■ Instructions for the task
Please copy out the post about the integral word for word, keeping every formula and symbol unchanged.

■ Given text
+--
I'm trying to calculate
$$
I = \int_0^\infty dq\ \frac{e^{-qm^2 – R^2/(4q)}}{q^{d/2}}, \quad R, m \geq 0,\ d \geq 1
\tag1$$
To do it, I apply the change of variables,
$$
q = \alpha^2, \quad dq = 2\alpha d\alpha
\tag2$$
This renders,
$$
I = \int_0^\infty d\alpha\ \alpha^{1 – d}e^{-\alpha^2m^2 – R^2/(4\alpha^2)}
\tag3$$
I tryied to solve it and I looked for it in books and even Wolfram-Alpha, but I don't get any solutions. Any suggestions to solve Eq. (3)?
+--
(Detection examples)
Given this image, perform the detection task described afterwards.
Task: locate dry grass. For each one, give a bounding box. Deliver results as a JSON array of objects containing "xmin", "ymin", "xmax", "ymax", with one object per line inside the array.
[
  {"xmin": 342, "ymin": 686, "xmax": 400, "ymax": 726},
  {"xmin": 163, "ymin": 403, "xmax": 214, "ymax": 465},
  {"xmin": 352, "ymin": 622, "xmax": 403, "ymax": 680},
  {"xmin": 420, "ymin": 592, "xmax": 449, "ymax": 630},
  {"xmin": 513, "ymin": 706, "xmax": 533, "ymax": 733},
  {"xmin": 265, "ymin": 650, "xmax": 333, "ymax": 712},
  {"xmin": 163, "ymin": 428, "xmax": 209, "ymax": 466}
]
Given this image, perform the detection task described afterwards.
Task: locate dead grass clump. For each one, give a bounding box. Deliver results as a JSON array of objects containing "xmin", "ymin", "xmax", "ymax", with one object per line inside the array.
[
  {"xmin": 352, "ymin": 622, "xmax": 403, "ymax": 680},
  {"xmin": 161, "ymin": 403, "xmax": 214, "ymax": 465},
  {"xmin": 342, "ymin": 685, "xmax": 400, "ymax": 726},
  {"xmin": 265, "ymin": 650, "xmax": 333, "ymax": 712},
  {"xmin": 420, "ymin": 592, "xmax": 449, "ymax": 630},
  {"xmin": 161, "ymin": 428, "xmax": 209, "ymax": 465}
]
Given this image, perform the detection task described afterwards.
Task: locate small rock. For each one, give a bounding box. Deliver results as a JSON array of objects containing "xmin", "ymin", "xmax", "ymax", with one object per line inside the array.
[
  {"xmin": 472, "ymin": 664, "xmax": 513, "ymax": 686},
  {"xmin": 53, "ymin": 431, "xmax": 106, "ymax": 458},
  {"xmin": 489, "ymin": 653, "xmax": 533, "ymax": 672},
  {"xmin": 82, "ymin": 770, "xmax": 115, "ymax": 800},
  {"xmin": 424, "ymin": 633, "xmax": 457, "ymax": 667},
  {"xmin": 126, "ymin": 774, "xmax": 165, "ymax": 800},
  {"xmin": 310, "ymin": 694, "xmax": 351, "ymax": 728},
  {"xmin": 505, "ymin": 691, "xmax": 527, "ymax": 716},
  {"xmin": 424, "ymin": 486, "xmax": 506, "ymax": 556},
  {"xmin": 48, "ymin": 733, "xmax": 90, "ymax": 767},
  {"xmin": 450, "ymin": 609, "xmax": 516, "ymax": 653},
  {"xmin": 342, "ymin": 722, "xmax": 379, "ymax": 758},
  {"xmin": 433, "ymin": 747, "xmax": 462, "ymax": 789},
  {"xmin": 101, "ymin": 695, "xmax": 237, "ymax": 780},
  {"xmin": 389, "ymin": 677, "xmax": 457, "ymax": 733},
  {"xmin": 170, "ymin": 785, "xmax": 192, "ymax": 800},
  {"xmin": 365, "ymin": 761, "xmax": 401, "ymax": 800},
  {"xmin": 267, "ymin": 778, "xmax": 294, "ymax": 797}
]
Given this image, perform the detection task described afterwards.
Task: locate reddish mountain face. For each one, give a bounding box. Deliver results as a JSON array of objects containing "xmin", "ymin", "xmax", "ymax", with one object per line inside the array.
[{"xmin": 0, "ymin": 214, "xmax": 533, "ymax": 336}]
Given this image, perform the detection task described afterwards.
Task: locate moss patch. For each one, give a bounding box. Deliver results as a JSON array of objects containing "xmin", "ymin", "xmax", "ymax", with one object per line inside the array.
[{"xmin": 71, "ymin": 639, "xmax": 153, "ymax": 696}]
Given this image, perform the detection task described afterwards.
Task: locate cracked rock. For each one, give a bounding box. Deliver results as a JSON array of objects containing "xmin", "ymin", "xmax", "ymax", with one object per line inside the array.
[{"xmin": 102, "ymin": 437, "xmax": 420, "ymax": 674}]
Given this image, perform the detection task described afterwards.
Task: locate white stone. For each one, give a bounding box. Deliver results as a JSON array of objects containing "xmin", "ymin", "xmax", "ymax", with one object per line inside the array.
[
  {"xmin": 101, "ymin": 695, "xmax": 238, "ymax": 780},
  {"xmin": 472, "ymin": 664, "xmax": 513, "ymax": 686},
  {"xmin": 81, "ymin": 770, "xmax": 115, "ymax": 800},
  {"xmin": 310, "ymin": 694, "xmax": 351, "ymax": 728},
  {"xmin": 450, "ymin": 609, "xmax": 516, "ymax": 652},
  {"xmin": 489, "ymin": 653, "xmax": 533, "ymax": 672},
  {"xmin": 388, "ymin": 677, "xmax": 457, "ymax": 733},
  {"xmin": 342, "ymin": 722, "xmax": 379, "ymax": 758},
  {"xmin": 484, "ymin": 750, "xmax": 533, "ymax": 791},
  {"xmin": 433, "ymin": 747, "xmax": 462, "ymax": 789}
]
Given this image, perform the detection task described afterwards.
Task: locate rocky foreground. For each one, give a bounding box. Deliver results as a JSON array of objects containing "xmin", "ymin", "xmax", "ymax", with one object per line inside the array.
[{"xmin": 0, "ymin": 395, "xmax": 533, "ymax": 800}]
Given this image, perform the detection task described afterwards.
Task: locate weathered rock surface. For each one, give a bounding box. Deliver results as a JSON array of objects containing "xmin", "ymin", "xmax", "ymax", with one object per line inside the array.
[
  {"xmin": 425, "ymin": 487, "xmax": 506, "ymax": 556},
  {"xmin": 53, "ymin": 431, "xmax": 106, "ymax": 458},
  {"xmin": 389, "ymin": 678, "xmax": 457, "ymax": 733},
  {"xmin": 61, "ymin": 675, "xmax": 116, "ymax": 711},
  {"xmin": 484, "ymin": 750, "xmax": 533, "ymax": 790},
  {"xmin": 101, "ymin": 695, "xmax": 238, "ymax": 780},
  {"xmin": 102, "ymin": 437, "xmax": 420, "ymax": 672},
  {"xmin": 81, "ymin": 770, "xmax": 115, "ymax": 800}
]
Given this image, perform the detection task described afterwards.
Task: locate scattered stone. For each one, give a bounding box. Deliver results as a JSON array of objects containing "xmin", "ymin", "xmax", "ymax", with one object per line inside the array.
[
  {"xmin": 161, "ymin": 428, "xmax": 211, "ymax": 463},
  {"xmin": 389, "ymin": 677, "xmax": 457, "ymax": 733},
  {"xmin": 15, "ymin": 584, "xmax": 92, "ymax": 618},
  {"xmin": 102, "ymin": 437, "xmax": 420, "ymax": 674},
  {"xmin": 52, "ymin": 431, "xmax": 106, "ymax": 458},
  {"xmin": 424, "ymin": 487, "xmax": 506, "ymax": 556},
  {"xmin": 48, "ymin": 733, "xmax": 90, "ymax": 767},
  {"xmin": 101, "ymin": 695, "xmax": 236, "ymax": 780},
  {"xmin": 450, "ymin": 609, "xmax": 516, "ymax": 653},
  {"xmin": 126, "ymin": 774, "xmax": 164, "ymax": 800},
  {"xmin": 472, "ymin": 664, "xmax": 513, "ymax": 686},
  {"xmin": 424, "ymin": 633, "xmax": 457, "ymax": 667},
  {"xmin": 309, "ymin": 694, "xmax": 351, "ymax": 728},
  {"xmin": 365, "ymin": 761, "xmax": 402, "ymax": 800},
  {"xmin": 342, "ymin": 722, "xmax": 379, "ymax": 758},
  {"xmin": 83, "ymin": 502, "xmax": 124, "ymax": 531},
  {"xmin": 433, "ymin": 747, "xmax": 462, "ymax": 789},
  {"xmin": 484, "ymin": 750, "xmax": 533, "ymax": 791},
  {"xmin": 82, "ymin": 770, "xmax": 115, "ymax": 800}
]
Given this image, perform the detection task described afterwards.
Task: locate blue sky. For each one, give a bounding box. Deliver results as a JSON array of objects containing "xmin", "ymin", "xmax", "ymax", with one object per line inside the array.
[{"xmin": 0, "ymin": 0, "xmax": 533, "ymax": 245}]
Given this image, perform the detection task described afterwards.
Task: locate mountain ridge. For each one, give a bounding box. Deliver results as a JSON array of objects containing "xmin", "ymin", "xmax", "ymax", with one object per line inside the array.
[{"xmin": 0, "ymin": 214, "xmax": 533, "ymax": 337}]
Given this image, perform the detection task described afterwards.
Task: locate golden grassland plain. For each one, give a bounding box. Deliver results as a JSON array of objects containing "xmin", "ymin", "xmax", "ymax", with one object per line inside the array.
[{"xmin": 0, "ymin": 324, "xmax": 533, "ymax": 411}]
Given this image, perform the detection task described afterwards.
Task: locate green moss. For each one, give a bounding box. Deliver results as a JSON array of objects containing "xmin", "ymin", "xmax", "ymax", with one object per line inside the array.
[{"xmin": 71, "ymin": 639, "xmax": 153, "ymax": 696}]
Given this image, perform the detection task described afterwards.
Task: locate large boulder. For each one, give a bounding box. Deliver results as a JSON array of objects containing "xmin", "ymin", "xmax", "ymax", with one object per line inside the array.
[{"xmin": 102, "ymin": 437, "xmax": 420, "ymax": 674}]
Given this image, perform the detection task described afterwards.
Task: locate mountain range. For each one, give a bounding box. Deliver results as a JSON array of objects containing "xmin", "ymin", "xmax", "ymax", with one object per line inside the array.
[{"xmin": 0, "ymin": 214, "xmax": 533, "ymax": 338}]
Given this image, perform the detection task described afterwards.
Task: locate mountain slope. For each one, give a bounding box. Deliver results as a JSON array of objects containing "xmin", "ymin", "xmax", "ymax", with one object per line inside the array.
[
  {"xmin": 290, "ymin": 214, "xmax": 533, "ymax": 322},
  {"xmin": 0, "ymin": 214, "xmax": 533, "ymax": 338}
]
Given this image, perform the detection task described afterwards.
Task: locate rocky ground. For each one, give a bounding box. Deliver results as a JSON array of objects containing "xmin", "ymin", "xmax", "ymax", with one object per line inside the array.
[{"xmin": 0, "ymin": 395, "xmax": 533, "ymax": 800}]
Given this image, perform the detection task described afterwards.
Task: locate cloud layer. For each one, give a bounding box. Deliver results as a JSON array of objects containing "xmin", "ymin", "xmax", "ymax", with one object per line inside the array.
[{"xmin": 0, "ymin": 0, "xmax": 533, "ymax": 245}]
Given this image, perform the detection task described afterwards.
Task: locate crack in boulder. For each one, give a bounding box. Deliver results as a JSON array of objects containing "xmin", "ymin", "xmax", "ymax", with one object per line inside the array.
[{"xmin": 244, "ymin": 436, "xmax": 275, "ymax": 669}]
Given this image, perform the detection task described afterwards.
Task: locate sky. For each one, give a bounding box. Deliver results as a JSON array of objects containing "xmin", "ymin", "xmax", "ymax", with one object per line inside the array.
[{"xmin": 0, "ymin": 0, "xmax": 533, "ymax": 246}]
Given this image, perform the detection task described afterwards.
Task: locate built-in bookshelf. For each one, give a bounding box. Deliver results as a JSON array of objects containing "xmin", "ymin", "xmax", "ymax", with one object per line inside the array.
+--
■ Completed exercise
I'm trying to calculate
$$
I = \int_0^\infty dq\ \frac{e^{-qm^2 – R^2/(4q)}}{q^{d/2}}, \quad R, m \geq 0,\ d \geq 1
\tag1$$
To do it, I apply the change of variables,
$$
q = \alpha^2, \quad dq = 2\alpha d\alpha
\tag2$$
This renders,
$$
I = \int_0^\infty d\alpha\ \alpha^{1 – d}e^{-\alpha^2m^2 – R^2/(4\alpha^2)}
\tag3$$
I tryied to solve it and I looked for it in books and even Wolfram-Alpha, but I don't get any solutions. Any suggestions to solve Eq. (3)?